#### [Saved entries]
----
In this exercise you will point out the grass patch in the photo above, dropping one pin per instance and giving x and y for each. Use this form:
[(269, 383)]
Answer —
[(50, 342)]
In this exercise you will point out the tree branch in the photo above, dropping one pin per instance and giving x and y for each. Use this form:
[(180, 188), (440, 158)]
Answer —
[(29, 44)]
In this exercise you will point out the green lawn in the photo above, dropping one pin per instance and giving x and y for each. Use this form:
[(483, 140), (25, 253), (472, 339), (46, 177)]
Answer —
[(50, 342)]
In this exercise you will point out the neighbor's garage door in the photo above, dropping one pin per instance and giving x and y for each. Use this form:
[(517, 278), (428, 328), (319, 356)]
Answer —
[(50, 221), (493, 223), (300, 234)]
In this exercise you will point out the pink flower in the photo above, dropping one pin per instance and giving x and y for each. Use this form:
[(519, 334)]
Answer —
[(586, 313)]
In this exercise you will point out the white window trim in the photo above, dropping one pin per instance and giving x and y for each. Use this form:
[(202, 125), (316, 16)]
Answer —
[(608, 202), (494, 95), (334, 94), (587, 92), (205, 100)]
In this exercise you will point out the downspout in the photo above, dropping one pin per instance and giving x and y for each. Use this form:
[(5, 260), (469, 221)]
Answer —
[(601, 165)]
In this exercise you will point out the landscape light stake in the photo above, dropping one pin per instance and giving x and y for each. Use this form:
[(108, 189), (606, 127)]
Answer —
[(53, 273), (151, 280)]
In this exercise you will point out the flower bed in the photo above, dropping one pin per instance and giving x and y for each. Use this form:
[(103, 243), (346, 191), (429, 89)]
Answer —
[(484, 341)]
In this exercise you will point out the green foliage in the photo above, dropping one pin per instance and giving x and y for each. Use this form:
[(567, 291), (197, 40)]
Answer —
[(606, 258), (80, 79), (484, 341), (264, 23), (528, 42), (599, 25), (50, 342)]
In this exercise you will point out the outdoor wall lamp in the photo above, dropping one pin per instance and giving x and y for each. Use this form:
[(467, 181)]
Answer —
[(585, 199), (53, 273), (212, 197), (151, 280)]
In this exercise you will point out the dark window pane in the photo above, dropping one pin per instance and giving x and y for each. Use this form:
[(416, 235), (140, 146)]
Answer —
----
#### [TASK OBJECTIVE]
Copy the entries exactly as they appear.

#### [ANSWER FOR THE TASK]
In this exercise you will point out the grass patch in the photo above, dropping one pin per instance and giving x and y for each. Use this form:
[(269, 383)]
Answer —
[(50, 342)]
In this exercise you will point out the tree branch in the photo above, dropping one pin per instance and giving x and y for each. Use this form:
[(180, 188), (440, 158)]
Answer —
[(29, 44)]
In this exercise you will point out the green lawn in the photo above, dropping one pin per instance and giving x and y for each. Use this form:
[(483, 140), (25, 253), (472, 339), (46, 177)]
Answer —
[(50, 342)]
In this exercise you will point out the neighbor's garage door in the photo above, dropping one pin per instance and giving x and y for each. Use this form:
[(517, 278), (428, 328), (319, 356)]
Answer —
[(50, 221), (493, 223), (300, 234)]
In this exercise you will point out the pink flower in the photo above, dropping one pin per instance and giving x and y for each. Use this form:
[(519, 334)]
Answer —
[(586, 313)]
In this exercise you will point out the white window trim in the photo above, dropping one pin per instance and giving x and y for each. Use this form:
[(202, 125), (316, 16)]
Answer —
[(608, 202), (494, 95), (334, 94), (587, 92), (205, 100)]
In this exercise you will point out the downspout in the photo above, dropping one pin per instance and giving x and y for each. Use this form:
[(5, 260), (469, 221)]
Answer —
[(601, 165)]
In this exercise you will point out the landscape light stake in the photo above, dropping one pin per instance and giving x and y for each. Use this form:
[(108, 189), (606, 127)]
Answer —
[(53, 273), (151, 280)]
In this exercise you will point out the flower bed in the photo above, dropping one pin per instance and giving x and y for each. Use this form:
[(103, 243), (346, 191), (429, 89)]
Answer —
[(484, 341)]
In this exercise you will point out the green foliage in the photo above, dropping one pin per instance and giving x and y for each. Use this form:
[(567, 291), (197, 40)]
Answer —
[(606, 258), (80, 79), (484, 341), (264, 23), (528, 42), (599, 25), (50, 342)]
In this exercise you will point out the outdoor wall lamp in the photo above, dropping one pin per instance and giving x and y for each. Use this form:
[(467, 181)]
Answer —
[(585, 199), (53, 273), (212, 197), (151, 280)]
In this exercise you will point out the dark window pane in the photo above, dropping one pin per instance and giving x and y for each. Use this form:
[(416, 235), (140, 146)]
Answer —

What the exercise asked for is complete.